▶ _About this task_
Continue the text on Huntington's disease from its last sentence.

▶ _Text shown_
══════

Huntington's disease is a degenerative neurologic disorder that affects both men and women. This autosomal dominant disease has a late onset between 30 to 50 years of age. The deficiency of acetylcholine and GABA, an inhibitory neurotransmitter, causes choreiform movements and cognitive decline. As the disease progresses, gait deteriorates and decrease muscle control increases the risk of aspiration. Interventions for Huntington's disease include genetic counseling in addition to the administration of neuroleptics and tetrabenazine. Nursing considerations include educating the patient about the stages of Huntington's disease and recommending a high calorie diet to prevent malnutrition.
Decreased GABA
Down-arrow GABA-goose

Huntington's disease is associated with decreased serotonin and GABA. Decreased levels of serotonin affect memory and learning abilities. Decreased GABA causes increased dopamine and presents as chorea, which are excessive and abnormal involuntary movements. The disease may also increase levels of glutamate, an excitatory neurotransmitter and contribute to excessive motor movements.

Appears around Age 40
(40) Ounce

Symptoms of Huntington's disease normally appear around age 40. If the patient is symptomatic, genetic testing may be done to confirm the disease. Aspiration pneumonia and heart disease are the leading causes of death, which usually occurs 10 to 20 years after onset of symptoms.

Slow Cognitive Decline
Snail Cogs Decline

This progressive, degenerative brain disorder may cause slow cognitive decline and eventually develop into dementia. Decreased levels of serotonin may lead to memory and learning impairments. The patient's perception, memory, attention span, and ability to learn deteriorates as the disease progresses. The abilities to eat and talk decreases and creates frustration for the patient.

Choreiform Movements

The increased levels of dopamine cause choreiform movements in the face, limbs, and body that are difficult to control. As the disease progresses, the movements worsen and ambulation gradually becomes impossible.

══════

▶ _Data extract_
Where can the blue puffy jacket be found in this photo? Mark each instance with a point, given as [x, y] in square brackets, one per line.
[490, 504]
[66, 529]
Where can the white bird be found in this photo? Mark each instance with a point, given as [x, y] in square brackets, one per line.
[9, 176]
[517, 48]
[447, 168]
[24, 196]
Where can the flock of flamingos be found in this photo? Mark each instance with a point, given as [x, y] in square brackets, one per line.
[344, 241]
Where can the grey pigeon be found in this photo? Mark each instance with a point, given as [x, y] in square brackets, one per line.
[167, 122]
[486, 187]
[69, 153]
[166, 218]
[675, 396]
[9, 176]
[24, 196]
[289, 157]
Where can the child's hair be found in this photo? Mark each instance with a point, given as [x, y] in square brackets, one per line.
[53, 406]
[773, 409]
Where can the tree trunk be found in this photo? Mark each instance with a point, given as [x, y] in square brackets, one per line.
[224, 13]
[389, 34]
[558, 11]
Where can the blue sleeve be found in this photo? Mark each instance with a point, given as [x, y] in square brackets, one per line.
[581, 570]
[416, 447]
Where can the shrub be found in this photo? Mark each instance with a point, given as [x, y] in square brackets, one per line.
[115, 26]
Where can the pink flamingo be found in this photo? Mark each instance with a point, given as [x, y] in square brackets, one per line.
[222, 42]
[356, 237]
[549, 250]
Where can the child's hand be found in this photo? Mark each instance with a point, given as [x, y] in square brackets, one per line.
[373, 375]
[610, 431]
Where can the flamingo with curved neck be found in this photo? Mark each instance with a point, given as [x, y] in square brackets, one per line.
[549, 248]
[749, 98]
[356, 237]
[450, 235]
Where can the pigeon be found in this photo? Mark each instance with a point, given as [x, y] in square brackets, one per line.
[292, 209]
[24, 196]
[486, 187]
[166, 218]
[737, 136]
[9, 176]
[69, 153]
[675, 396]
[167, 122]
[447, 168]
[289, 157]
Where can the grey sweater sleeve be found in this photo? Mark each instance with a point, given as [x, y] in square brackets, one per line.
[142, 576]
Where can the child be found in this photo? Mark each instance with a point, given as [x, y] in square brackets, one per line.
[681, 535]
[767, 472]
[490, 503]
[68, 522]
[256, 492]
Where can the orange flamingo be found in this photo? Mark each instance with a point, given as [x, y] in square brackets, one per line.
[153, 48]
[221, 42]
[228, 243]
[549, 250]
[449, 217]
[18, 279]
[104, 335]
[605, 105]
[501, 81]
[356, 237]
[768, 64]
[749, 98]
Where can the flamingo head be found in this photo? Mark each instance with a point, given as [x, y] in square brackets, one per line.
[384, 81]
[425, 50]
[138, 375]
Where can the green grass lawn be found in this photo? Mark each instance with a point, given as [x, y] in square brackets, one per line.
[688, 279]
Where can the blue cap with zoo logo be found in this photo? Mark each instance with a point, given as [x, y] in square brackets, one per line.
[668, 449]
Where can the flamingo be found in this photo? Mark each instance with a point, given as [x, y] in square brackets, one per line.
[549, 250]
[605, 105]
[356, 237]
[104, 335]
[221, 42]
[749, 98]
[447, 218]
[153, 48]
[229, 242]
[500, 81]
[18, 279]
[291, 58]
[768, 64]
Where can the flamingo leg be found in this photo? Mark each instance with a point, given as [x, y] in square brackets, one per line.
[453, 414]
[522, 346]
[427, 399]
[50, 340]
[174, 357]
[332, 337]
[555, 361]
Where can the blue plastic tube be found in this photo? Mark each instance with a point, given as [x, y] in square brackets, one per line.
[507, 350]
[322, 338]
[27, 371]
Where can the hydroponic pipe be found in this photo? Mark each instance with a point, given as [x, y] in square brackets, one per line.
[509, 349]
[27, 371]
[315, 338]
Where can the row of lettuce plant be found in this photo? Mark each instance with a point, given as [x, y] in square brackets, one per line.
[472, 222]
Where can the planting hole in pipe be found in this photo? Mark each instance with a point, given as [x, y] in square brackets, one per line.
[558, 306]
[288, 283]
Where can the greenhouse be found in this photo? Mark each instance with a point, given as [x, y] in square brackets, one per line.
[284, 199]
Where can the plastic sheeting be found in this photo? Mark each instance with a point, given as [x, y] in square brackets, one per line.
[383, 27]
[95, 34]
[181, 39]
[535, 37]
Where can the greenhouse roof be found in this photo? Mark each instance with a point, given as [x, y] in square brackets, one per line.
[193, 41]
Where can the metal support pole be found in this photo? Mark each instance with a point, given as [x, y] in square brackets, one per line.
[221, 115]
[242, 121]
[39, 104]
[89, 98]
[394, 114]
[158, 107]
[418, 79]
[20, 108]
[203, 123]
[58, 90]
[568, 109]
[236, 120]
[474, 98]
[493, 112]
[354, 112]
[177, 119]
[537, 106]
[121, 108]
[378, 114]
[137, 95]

══════

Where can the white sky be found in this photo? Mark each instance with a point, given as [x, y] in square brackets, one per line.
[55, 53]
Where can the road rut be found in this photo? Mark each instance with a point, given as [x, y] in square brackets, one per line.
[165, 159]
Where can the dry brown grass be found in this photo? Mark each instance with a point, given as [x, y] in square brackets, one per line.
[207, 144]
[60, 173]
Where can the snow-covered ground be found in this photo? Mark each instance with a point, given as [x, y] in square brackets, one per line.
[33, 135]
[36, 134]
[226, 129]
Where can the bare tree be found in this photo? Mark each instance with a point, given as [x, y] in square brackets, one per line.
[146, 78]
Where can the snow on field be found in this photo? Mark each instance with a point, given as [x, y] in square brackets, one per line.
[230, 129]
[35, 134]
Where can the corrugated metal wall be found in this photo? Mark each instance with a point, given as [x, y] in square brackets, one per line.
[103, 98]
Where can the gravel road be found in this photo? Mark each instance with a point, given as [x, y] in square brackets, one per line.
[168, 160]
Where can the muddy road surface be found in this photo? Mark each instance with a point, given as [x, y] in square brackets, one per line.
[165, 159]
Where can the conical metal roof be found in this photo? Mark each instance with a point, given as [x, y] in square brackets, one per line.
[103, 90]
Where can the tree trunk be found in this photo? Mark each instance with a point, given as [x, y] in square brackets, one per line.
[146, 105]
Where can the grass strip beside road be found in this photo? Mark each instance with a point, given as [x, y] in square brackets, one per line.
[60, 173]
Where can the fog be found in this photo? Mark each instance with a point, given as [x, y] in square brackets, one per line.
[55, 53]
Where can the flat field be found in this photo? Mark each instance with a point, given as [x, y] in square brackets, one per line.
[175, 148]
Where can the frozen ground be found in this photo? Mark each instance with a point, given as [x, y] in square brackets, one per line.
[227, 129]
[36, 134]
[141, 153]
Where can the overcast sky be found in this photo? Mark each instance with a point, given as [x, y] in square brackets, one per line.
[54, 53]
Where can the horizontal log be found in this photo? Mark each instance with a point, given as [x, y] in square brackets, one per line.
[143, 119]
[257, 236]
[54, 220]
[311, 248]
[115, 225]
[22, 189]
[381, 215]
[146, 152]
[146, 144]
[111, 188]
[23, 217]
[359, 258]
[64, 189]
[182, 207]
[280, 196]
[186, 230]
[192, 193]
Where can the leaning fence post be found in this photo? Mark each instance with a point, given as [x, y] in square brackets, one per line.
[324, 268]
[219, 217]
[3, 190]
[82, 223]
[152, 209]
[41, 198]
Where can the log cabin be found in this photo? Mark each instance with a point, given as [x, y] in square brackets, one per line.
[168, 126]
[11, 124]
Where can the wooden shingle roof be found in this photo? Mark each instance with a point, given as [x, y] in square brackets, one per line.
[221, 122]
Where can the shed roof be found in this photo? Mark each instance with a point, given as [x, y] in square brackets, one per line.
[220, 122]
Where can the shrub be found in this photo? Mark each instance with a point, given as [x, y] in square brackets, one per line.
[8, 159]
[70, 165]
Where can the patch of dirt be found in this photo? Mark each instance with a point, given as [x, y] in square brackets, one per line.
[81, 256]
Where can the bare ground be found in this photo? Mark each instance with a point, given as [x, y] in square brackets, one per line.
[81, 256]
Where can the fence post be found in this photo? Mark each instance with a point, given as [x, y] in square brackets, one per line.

══════

▶ _Result for this exercise_
Non Repetitive Jerks
Nun Repeating Jerks

Increased levels of dopamine result in the non repetitive jerks manifested in patients with Huntington's disease. These movements are characterized as odd, uncontrollable, and excessive. The amount of non repetitive jerking movements increases as the disease progresses.


Neuroleptics, such as haloperidol and risperidone, may be used to decrease the symptoms of Huntington's disease by blocking dopamine receptors and decreasing choreiform movements. However, these medications do not slow down disease progression.


Excessive levels of dopamine cause chorea in patients with Huntington's disease. Tetrabenazine decreases dopamine transmission in the brain to significantly moderate chorea.

Genetic Counseling
Gene Counselor

Since Huntington's disease is an autosomal dominant disorder, genetic counseling is recommended to confirm the presence of disease. A positive test indicates that a person will develop the disease but the timing and extent is unknown. DNA testing may be done on fetal cells retrieved by amniocentesis or chorionic villus sample. Since there is no cure for Huntington's disease, genetic counseling of expectant families is the only method of decreasing prevalence of the disease.

Stages of Disease
Stages of Hunters

Huntington's disease is a progressive condition that is classified in stages. Each of the three stages lasts about 5 years. During stage 1, the patient may present with psychological and neurological deficits but is able to maintain independence. During stage 2, the patient may experience increased choreiform movements and will require assistance with ADLs. The majority of patients in stage 3 of Huntington's disease are completely dependent on others to perform ADLs.

High Calorie Diet
High Pancakes

Huntington's disease causes choreic movements that increase the patient's caloric requirements. In order to maintain body weight, the patient may need up to 5000 calories/day. As the disease progresses, maintaining nutritional requirements may necessitate a switch to pureed foods or thickened liquid diets since patients may have increased difficulty swallowing.